# START OF SUPPLIED TEXT

Nick:                         The stand pass.

Andrew:                 Nonexistent in the second half. That is usually 3-5 yards guaranteed, every play.

Nick:                         We’ve talked about that being an extension of the running game, and we’ve talked about that further back being…

Andrew:                 A check at the line.

Nick:                         Yeah, a check at the line, and also being we’re going to spread you out. There wasn’t a lot of spreading out though, because everything was two tight end sets. It’s spread you out. We’re going to try to put our best player on an island, get the ball in his hands, and let him try to do something. You’re right. Didn’t see that in the second half.

Andrew:                 Didn’t see it in the second half at all. Very flabbergasted I guess you could say. I’m a guy that is very pro McElwain, but the one thing that bothered me with Mac in this game, and I don’t know if it’s Mac or Nuss, but the Jim McElwain that I knew at Alabama, and, again, I’m going back to Alabama, he was damn sure going to get beat by getting beat with his best players. I don’t think Jim McElwain got beat with his best players on Saturday.

Nick:                         That’s interesting.

# END OF SUPPLIED TEXT
# START OF GIVEN DATA

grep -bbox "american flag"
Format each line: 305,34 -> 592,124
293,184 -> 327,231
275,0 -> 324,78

# END OF GIVEN DATA

Output the stretch of the football transcript that opens with the words containing "Nick:                         The stand" and closes with "at the line.", copied verbatim.

§ **RESULT**
Nick:                         The stand pass.

Andrew:                 Nonexistent in the second half. That is usually 3-5 yards guaranteed, every play.

Nick:                         We’ve talked about that being an extension of the running game, and we’ve talked about that further back being…

Andrew:                 A check at the line.